Task prompt: Can you echo, word for word, the stretch of the material from the line containing "[locate] the tractor" through the end of the material, leaving out the picture?

Data to use:
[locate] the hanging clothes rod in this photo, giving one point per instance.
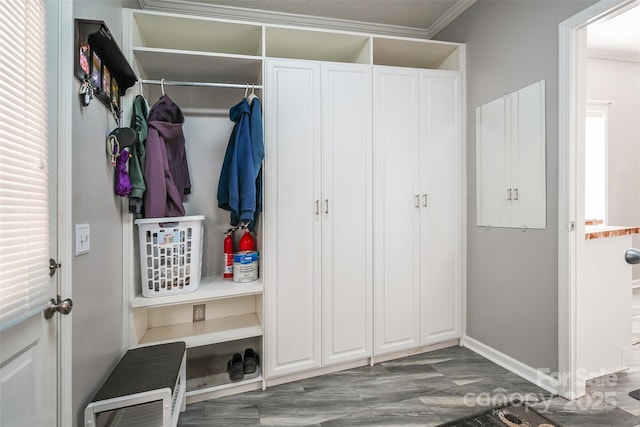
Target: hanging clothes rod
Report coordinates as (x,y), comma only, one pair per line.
(201,84)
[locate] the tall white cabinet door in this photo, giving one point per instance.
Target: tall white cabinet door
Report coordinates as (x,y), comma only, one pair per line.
(346,212)
(441,207)
(291,264)
(397,207)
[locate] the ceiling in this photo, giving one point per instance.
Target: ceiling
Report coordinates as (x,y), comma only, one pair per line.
(618,36)
(427,16)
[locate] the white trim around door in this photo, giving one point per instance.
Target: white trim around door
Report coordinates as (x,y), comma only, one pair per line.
(572,101)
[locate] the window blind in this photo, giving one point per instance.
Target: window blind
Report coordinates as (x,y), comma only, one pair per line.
(24,204)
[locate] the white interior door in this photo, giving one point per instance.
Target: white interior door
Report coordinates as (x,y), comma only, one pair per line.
(28,341)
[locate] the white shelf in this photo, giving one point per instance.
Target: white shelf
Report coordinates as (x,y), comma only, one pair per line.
(197,34)
(426,54)
(213,331)
(184,65)
(210,288)
(317,45)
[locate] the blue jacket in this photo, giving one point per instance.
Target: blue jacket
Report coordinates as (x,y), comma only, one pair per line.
(236,188)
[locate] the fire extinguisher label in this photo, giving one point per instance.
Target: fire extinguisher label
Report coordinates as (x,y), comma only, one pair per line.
(228,265)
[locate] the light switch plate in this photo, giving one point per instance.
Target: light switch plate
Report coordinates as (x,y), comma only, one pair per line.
(83,239)
(199,312)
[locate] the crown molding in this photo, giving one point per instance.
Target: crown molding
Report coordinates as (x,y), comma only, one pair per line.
(291,19)
(614,55)
(449,16)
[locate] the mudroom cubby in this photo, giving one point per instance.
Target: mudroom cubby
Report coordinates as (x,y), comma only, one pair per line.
(187,52)
(330,120)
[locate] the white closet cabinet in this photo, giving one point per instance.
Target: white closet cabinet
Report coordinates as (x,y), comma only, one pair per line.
(347,221)
(441,208)
(318,236)
(417,207)
(510,138)
(292,260)
(397,206)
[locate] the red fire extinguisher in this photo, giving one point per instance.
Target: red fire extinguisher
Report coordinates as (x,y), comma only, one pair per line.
(247,242)
(228,255)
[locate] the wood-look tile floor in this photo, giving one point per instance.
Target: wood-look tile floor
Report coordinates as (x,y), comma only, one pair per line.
(422,390)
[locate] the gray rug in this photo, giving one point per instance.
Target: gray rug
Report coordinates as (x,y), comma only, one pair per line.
(513,415)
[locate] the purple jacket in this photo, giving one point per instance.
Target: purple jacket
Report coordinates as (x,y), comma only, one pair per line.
(166,172)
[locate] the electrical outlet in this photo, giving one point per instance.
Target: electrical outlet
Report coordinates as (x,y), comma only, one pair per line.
(199,312)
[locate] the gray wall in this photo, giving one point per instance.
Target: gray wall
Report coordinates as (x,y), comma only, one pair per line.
(97,276)
(512,276)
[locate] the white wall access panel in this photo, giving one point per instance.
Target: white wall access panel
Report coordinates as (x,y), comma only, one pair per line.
(529,175)
(292,231)
(346,212)
(440,210)
(397,207)
(493,206)
(510,160)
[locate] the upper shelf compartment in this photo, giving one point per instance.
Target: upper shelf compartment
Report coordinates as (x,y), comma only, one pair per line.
(416,53)
(317,45)
(174,32)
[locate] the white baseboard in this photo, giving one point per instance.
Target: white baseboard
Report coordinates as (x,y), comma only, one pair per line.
(530,374)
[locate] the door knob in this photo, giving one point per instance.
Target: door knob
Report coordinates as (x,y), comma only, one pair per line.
(62,307)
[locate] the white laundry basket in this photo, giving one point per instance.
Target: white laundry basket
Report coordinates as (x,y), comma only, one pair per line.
(170,254)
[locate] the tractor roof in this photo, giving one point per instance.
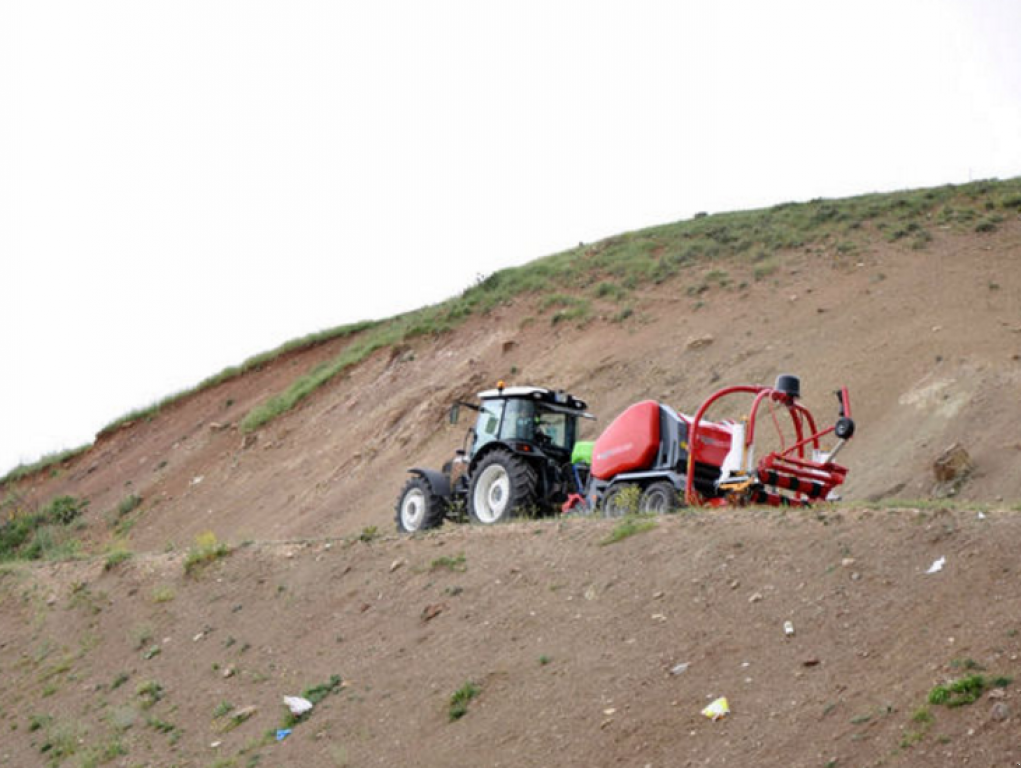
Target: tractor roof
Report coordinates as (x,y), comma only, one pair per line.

Task result:
[locate] the tractor roof in this photo, giving one point per instance.
Target: tractor roof
Report coordinates as (x,y), comma only, one pair per line.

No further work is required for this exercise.